▶ [Source text]:
“So, we just started screaming ‘Black hole!’ at each other while we were playing the guitar. We would scream ‘Black hole!’ and say something about religion, then scream ‘Black hole!’ again and say something about politics, and so that sort of became the frame of the entire first draft of the show. It is a musical about a black hole bearing down on the planet and our main character was struggling with religious figures and political pundits who were trying to tell him how to spend his final day,” David Seamon '11 said, describing how he and co-creators first came up with ideas for their original script.
Seamon’s first musical, titled, The Eleventh Hour!, has come a long way from those early days, and it is now an award-winning musical in New York City. Set in New Brunswick, N.J., it’s about a burnout-basement-band rocker and his astrophysicist ex-girlfriend who attempts to save the world before it is destroyed by a black hole. It won seven awards at the 2018 NY Winterfest, including Best Production, Best Score and Most Creative Play.
In addition to Seamon, who majored in Journalism and Media Studies (JMS) at SC&I, seven other Rutgers graduates are involved in the musical, including SC&I alumnus Chris Pasi ’13, an actor and producer, who majored in journalism and media studies. The other Rutgers graduates are Chris Bleeke ’09 (Mason Gross – Music), Skylar Fortgang ’19 (Mason Gross – Music,) and Greg Salmon ’09 (Mathematics), who are on the music team; Joey Braccino ’11 (English) manages lighting design, Annie Lutz ’10 (Theater Arts), until recently served as director and choreographer, and Dan Swern, ’07 (Theater Arts) is a producer and is also a part-time lecturer at SC&I.
The origins of the musical began back in 2015, Seamon explained, when he participated in CoLAB Arts' 48-hour Musical Challenge. CoLAB arts, which was founded by Swern, (who is Producing Director of CoLab Arts), is a contest in which playwrights, directors and musicians are given a theme or question to center their musical around. Seamon, along with his then randomly selected partners – Lutz, and Shimmy Schwartz, a local musician and the frontman of the band Little Rose, were given the theme of “Religion and Politics” to work on.
“The first draft was 15 pages and 15 minutes long with about three songs,” Seamon said, “and on the Sunday of that weekend, we performed it at Pino’s in Highland Park and just totally killed it. Later that summer, Swern commissioned me to turn it into a full length piece.”

(Records in a dataset)
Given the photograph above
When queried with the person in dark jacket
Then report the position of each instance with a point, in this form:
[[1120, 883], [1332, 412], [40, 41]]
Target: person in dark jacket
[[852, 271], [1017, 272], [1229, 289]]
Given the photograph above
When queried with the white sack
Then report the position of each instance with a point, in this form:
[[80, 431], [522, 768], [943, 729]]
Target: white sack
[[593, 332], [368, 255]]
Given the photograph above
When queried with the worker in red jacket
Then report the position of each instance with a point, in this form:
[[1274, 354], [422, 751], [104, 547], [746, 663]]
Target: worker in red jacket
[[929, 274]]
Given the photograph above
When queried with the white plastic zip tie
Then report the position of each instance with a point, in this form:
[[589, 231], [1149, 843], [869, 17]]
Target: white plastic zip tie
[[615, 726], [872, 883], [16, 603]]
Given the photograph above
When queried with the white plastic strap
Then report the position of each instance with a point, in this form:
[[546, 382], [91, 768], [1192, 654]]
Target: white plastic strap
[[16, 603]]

▶ [Required action 1]:
List the awards that the article names for the musical at the 2018 NY Winterfest.
▶ [Required action 2]:
Write out the text of the article between "Seamon’s first musical, titled, The" and "Most Creative Play.", inclusive.
The material after the article is separate from it and not part of the article.

▶ [Output 1]:
Best Production, Best Score, Most Creative Play

▶ [Output 2]:
Seamon’s first musical, titled, The Eleventh Hour!, has come a long way from those early days, and it is now an award-winning musical in New York City. Set in New Brunswick, N.J., it’s about a burnout-basement-band rocker and his astrophysicist ex-girlfriend who attempts to save the world before it is destroyed by a black hole. It won seven awards at the 2018 NY Winterfest, including Best Production, Best Score and Most Creative Play.